_YOUR TASK_
In the records below, how many lines hold the string "sign"? Give only the number.

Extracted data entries
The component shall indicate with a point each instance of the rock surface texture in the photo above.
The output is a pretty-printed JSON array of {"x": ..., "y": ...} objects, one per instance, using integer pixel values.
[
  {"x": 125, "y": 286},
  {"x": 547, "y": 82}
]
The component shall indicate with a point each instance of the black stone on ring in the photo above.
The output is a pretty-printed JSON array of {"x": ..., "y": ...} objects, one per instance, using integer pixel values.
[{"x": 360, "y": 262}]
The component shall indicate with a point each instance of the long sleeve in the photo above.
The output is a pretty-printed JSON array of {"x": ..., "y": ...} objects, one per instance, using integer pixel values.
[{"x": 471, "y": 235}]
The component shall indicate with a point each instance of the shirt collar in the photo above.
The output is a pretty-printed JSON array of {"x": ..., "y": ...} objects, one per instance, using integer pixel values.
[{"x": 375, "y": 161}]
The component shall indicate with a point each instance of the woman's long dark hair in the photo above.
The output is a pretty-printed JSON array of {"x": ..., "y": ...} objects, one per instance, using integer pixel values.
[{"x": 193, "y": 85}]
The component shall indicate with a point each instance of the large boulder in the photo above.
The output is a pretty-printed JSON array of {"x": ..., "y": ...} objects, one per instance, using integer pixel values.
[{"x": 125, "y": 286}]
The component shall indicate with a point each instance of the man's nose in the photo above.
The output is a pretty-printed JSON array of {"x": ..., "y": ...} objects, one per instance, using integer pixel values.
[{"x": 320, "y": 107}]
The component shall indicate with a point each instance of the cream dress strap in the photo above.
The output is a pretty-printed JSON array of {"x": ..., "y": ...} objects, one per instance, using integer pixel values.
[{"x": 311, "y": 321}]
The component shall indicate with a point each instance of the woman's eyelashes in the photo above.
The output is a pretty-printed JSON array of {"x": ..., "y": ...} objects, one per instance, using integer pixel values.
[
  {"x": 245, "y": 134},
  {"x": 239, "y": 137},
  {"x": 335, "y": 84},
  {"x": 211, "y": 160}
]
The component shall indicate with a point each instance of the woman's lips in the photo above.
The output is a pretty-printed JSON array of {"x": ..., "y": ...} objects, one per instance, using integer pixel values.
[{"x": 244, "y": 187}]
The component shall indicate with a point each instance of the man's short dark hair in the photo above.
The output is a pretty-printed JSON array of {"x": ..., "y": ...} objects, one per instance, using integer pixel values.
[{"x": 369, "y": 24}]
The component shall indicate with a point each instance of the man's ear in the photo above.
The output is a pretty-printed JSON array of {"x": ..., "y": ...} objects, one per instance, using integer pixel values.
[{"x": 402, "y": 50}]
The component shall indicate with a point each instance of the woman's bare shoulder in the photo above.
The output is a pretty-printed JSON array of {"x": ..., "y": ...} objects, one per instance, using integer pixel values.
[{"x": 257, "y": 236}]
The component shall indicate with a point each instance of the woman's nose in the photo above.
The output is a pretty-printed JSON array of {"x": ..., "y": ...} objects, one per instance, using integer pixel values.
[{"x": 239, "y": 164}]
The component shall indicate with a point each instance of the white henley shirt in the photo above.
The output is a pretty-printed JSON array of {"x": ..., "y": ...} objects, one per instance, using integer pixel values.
==
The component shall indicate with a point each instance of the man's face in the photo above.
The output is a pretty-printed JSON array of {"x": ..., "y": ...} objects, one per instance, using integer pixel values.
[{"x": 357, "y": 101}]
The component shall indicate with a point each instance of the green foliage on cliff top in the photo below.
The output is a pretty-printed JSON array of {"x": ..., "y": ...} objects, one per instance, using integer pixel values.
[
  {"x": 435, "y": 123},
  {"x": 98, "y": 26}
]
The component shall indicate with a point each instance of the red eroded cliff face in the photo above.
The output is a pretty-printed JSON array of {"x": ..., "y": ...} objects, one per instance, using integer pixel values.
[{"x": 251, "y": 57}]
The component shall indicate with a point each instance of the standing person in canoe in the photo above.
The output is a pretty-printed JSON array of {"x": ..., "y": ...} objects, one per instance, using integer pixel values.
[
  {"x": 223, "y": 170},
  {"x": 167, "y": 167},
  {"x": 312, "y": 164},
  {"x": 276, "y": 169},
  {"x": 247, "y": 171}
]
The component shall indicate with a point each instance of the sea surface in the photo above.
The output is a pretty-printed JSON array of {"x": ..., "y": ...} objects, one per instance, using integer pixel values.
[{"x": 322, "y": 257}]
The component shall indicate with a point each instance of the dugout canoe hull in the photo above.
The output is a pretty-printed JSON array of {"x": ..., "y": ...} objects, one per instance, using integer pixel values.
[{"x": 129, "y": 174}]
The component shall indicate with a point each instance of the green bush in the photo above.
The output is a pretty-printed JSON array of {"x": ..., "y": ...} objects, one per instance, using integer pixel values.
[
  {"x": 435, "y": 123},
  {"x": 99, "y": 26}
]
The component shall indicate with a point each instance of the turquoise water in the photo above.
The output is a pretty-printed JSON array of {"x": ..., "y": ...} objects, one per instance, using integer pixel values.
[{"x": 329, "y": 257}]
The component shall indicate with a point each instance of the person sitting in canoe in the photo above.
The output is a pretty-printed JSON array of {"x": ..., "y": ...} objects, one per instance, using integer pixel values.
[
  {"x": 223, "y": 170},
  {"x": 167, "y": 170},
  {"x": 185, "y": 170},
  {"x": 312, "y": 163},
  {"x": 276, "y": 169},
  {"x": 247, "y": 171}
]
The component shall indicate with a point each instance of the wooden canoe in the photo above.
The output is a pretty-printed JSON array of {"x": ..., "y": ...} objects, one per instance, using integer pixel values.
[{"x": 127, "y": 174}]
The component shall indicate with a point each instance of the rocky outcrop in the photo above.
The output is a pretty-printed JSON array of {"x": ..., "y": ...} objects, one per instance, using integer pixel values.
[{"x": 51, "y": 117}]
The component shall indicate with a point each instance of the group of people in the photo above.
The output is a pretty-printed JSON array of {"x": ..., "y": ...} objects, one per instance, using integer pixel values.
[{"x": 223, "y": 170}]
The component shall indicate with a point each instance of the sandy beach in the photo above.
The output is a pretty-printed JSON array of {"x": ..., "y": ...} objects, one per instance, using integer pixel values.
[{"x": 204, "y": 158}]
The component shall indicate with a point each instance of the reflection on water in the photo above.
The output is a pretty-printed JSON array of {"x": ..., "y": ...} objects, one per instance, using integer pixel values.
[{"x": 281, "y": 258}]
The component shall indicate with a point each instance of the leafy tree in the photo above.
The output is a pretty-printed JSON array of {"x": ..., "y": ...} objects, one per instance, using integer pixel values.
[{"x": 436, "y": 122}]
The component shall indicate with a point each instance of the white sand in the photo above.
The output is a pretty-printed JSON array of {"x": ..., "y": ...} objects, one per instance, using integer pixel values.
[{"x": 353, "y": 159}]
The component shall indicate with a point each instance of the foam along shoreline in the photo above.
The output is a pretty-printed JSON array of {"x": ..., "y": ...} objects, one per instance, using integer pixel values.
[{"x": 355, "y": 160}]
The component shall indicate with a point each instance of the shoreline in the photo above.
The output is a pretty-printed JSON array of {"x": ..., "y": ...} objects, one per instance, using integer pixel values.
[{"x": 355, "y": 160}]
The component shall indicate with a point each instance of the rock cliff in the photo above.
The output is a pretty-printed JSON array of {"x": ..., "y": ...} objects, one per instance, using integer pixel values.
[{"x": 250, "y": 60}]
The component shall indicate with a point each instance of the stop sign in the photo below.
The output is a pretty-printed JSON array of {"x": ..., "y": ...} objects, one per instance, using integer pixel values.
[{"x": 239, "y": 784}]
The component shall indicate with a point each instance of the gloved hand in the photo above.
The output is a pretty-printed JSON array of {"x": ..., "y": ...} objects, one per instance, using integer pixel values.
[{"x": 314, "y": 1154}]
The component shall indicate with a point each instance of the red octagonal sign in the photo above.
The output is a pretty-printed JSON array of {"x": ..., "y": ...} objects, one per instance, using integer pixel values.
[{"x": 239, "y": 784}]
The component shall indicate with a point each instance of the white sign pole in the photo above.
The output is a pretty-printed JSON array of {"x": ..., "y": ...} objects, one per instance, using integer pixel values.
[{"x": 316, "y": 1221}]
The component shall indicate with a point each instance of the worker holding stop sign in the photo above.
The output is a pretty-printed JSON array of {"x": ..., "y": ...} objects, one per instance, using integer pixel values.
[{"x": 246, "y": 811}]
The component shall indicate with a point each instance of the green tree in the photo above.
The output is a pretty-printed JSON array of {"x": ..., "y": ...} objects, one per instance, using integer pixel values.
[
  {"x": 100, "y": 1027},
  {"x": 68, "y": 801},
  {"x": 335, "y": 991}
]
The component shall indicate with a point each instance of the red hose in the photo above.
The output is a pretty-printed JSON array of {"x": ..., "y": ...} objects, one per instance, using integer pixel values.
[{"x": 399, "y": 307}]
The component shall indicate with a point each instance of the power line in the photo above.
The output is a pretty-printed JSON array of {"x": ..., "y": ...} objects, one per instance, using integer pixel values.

_ANSWER BOX_
4